PASSAGE TO READ —
......
The fact, as Paul Roazen and others have shown, that the history of psychoanalysis is not immune to such temptations in nowise undermines this gift which, at its best, it continues to offer. Roazen, in fact, is a good place to start for his books are not just very important and revealing in their own right, but also, taken together, form one of the first and, in my view, still the best broad consideration of the many historiographical issues posed by studying, e.g., Freud and his Followers, a great book I read alongside Meeting Freud's Family. Both books were able to talk, sometimes with unprecedented access and freedom, to surviving members of Freud's family, his inner circle, and some of his patients as well as analytic colleagues in that first generation around him. 

Roazen is also useful in his Freud: Political and Social ThoughtFinally, in addition to the above-linked book on historiography, see also Roazen's fascinating Encountering Freud: The Politics and Histories of Psychoanalysis.
......
DATA SUPPLIED —
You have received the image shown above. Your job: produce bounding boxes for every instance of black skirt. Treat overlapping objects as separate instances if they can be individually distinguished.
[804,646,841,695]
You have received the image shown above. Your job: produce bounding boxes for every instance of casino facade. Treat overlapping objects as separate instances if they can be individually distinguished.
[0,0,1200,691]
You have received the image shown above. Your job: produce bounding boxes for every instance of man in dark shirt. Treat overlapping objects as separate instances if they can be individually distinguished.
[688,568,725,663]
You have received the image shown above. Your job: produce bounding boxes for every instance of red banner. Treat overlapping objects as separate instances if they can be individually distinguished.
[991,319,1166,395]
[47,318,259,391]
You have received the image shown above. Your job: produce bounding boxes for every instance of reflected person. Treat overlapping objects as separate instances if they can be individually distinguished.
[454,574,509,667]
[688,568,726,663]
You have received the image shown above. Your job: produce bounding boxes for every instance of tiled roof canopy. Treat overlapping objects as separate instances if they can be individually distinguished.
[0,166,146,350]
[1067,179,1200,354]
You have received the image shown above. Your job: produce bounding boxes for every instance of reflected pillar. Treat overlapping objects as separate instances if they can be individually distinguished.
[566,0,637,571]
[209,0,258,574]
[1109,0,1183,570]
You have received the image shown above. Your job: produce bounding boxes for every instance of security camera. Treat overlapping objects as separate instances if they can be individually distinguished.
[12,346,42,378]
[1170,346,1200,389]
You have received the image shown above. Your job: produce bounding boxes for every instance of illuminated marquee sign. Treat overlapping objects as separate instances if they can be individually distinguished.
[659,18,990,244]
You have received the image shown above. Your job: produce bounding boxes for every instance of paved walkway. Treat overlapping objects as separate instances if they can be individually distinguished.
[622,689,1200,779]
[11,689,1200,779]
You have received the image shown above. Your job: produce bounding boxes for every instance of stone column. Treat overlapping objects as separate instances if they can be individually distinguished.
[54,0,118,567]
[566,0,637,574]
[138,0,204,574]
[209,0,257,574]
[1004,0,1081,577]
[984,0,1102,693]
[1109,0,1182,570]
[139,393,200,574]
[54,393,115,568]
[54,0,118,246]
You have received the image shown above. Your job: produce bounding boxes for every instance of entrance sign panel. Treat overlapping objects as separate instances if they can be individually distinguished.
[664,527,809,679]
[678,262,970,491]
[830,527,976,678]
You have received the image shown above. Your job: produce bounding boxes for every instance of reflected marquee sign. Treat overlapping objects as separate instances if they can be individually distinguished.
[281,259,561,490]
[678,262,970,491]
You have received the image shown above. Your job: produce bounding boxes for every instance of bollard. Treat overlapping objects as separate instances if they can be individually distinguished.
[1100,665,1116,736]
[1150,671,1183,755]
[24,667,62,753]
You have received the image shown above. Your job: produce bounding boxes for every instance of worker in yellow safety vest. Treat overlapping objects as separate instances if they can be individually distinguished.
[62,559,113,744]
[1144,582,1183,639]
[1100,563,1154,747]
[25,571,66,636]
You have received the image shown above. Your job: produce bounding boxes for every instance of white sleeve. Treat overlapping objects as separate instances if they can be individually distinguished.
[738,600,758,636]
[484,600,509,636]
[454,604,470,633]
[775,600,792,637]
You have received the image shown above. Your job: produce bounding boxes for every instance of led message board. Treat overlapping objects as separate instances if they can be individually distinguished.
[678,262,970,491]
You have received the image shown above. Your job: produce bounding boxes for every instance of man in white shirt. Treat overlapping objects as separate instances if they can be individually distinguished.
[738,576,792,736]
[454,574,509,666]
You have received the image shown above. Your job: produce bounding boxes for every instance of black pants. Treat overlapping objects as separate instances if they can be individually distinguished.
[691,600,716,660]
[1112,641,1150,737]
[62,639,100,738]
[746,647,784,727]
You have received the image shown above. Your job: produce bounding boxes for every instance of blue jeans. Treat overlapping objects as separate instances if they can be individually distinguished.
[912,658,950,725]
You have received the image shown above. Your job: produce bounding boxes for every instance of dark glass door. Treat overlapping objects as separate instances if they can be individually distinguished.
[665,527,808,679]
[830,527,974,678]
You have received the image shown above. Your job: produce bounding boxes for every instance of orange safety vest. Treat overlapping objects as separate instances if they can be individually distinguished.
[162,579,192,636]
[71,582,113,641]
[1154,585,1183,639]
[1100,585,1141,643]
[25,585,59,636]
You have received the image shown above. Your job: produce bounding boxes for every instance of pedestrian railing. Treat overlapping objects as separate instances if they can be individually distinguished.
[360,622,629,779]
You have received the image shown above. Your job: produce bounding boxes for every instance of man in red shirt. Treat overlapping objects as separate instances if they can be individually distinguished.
......
TASK OBJECTIVE — Please extract the passage about Paul Roazen's books on Freud and psychoanalysis, word for word, leaving out the listing.

EXERCISE SOLUTION —
The fact, as Paul Roazen and others have shown, that the history of psychoanalysis is not immune to such temptations in nowise undermines this gift which, at its best, it continues to offer. Roazen, in fact, is a good place to start for his books are not just very important and revealing in their own right, but also, taken together, form one of the first and, in my view, still the best broad consideration of the many historiographical issues posed by studying, e.g., Freud and his Followers, a great book I read alongside Meeting Freud's Family. Both books were able to talk, sometimes with unprecedented access and freedom, to surviving members of Freud's family, his inner circle, and some of his patients as well as analytic colleagues in that first generation around him. 

Roazen is also useful in his Freud: Political and Social ThoughtFinally, in addition to the above-linked book on historiography, see also Roazen's fascinating Encountering Freud: The Politics and Histories of Psychoanalysis.